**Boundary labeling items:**
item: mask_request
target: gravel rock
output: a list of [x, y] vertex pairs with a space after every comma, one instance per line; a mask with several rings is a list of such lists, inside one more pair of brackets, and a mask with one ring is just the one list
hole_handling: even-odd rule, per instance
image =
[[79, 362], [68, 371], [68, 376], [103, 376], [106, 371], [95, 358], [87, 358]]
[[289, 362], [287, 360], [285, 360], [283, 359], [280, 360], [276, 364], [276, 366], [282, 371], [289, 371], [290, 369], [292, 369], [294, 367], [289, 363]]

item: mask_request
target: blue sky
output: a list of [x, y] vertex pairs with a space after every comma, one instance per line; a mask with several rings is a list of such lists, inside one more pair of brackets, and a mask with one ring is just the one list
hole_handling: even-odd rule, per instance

**Given request:** Reproduce every line of the records above without any changes.

**Solution for this exercise:**
item: mask_request
target: gravel rock
output: a list of [x, y] vertex pairs with a space after every comma, one instance per line; a mask with several rings is a list of such lists, inside one more pair of brackets, and a mask with one ring is just the one list
hole_handling: even-odd rule, per instance
image =
[[79, 362], [68, 371], [68, 376], [103, 376], [106, 371], [95, 358], [87, 358]]
[[289, 362], [287, 360], [285, 360], [283, 359], [280, 360], [276, 364], [276, 366], [282, 371], [289, 371], [290, 369], [292, 369], [294, 367], [289, 363]]

item: mask_request
target: blue sky
output: a list of [x, y] vertex pairs with a space after every comma, one instance per line; a mask with several rings is a list of such lists, inside one more pair of brackets, and a mask with one ring is just the one list
hole_handling: even-odd rule, per instance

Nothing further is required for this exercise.